Find the line containing "Please trace the outline of every instance of the dental", then output it and every line after it through the end of the listing below, exactly as written.

--- start MATERIAL PROVIDED ---

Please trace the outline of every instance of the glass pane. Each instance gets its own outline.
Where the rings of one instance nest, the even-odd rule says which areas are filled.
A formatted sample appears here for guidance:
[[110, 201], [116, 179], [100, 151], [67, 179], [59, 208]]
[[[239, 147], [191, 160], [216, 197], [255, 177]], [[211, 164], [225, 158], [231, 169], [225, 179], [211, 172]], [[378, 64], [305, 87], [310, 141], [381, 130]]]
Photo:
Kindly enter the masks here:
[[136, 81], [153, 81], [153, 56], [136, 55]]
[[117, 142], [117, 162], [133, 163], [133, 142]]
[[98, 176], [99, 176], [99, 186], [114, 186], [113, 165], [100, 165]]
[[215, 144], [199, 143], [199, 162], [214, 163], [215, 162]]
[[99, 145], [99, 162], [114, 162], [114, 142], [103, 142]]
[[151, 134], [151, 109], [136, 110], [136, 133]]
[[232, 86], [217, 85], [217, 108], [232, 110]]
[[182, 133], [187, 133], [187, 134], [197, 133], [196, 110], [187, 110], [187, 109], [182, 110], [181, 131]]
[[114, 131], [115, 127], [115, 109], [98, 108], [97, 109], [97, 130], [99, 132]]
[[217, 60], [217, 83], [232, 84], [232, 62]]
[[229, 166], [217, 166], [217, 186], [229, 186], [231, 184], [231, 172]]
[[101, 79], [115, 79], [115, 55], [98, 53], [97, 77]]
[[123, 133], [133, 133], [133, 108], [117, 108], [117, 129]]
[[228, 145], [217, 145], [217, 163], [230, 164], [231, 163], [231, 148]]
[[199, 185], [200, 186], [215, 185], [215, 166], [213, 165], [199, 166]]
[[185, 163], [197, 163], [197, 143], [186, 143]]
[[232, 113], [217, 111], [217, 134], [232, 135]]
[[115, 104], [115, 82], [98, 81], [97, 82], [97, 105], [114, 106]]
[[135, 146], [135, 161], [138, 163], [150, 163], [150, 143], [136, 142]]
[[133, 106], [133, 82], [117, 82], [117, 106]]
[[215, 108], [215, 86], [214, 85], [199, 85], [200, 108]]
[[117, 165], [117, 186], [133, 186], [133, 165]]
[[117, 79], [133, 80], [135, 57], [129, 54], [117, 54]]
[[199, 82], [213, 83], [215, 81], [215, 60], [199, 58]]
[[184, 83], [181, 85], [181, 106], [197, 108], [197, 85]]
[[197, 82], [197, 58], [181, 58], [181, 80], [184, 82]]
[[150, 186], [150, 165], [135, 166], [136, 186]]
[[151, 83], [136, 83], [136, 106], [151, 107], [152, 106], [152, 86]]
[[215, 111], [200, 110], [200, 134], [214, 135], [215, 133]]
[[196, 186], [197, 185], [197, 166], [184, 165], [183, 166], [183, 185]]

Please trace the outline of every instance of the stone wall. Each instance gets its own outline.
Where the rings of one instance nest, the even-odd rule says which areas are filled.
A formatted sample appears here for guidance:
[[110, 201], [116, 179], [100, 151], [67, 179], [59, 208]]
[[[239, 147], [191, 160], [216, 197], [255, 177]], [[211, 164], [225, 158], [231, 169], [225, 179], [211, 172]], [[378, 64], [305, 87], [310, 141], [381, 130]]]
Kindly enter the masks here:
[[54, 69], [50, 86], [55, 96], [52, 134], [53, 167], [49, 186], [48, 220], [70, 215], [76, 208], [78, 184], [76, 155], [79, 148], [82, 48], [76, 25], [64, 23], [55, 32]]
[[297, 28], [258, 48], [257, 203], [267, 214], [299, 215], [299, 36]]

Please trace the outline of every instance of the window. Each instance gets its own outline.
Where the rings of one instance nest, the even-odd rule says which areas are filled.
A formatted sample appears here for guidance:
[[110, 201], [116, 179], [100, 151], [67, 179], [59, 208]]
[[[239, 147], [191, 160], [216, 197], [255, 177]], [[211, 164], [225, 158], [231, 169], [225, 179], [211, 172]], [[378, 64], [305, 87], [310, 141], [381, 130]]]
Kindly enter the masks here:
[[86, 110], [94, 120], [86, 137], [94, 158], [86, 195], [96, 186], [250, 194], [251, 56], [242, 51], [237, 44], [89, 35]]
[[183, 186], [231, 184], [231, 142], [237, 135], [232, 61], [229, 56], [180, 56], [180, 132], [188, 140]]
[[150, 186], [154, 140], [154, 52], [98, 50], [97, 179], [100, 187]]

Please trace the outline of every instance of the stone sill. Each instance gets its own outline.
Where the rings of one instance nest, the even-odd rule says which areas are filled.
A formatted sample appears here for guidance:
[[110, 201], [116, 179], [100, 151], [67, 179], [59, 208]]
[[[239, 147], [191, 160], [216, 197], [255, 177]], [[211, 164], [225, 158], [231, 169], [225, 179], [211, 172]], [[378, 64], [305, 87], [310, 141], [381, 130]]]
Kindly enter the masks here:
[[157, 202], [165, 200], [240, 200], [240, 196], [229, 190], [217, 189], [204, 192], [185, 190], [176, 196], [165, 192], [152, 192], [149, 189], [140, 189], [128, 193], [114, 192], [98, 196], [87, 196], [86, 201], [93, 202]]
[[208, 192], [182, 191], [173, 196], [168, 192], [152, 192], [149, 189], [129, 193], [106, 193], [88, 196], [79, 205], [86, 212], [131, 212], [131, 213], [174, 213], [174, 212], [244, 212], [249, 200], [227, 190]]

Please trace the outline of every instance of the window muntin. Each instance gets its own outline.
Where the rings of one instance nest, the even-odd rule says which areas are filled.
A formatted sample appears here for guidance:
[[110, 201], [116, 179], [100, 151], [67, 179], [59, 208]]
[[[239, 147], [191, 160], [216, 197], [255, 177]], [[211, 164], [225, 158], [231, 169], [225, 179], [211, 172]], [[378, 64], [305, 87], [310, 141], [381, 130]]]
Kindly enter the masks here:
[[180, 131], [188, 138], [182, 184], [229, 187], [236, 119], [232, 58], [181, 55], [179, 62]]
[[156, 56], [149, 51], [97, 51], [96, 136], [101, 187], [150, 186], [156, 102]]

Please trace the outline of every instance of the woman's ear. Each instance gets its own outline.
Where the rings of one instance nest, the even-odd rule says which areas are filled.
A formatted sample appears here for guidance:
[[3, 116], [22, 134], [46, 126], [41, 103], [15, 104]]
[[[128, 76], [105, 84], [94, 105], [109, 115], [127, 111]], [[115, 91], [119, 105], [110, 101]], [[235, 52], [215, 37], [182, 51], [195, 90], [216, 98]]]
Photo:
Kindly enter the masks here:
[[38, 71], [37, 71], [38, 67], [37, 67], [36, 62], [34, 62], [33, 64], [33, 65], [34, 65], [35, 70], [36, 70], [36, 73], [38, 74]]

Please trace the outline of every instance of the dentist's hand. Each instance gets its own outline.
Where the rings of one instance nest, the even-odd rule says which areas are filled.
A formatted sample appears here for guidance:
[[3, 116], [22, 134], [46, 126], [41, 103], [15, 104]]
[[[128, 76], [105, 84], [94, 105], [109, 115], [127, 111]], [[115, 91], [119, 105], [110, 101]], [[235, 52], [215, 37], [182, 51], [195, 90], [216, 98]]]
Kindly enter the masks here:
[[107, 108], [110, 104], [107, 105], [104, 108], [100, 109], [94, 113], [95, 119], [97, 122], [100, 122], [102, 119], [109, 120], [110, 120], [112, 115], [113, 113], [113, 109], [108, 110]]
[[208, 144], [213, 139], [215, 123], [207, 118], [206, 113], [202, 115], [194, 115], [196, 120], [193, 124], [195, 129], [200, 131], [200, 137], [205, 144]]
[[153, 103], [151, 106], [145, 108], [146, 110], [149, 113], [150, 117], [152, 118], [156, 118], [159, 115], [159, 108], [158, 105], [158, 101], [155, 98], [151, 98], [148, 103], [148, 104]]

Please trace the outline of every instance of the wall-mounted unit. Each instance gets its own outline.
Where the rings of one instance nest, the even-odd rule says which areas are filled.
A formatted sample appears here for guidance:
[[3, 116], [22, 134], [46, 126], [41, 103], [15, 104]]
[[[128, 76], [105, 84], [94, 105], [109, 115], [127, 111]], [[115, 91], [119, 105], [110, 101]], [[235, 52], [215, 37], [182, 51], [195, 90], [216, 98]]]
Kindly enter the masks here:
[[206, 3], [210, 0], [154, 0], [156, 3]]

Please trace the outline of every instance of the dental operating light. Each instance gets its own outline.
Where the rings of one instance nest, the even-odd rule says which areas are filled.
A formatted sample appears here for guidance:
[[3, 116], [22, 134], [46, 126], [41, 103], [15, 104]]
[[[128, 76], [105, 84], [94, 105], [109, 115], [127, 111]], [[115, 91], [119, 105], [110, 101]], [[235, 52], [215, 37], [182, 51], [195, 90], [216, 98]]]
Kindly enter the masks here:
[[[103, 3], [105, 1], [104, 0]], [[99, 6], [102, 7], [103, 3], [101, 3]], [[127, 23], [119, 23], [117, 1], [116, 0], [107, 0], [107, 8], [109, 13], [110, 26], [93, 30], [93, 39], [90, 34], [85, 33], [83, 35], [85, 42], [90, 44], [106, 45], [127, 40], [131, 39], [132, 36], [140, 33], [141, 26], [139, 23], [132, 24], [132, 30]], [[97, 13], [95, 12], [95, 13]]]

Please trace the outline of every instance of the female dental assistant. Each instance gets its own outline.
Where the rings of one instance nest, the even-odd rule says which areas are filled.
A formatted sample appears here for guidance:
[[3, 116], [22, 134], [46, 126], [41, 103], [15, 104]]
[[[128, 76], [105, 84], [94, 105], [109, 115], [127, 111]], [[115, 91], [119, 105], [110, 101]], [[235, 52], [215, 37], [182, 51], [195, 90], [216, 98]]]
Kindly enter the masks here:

--- end MATERIAL PROVIDED ---

__EXERCISE ANSWER__:
Please trace the outline of every instance of the dental operating light. Each instance gets its own outline.
Where the rings of one instance nest, the even-odd rule says which areas are filled.
A formatted sample appears here for guidance:
[[3, 116], [22, 134], [46, 126], [41, 103], [15, 104]]
[[[128, 76], [105, 84], [94, 105], [109, 115], [127, 111]], [[115, 91], [119, 105], [110, 101]], [[235, 52], [215, 37], [182, 51], [195, 90], [216, 98]]]
Kindly enter the masks here:
[[[103, 3], [105, 1], [104, 0]], [[99, 6], [102, 7], [103, 3], [101, 3]], [[127, 23], [119, 23], [117, 1], [116, 0], [107, 0], [107, 8], [109, 13], [110, 26], [93, 30], [93, 39], [90, 34], [85, 33], [83, 35], [85, 42], [90, 44], [106, 45], [127, 40], [131, 39], [132, 36], [140, 33], [141, 26], [139, 23], [132, 24], [132, 30]], [[97, 13], [95, 12], [95, 13]]]

Please trace the outline of every instance of the female dental assistant. Each instance gets its own outline.
Where the rings of one instance nest, the even-odd rule says which areas are filled.
A formatted sample appears here for guidance:
[[3, 116], [22, 134], [46, 126], [41, 103], [15, 104]]
[[[128, 76], [105, 84], [94, 105], [109, 115], [127, 111]], [[115, 91], [119, 105], [110, 101]], [[235, 52], [215, 37], [182, 51], [195, 90], [216, 98]]]
Kindly enter the masks here:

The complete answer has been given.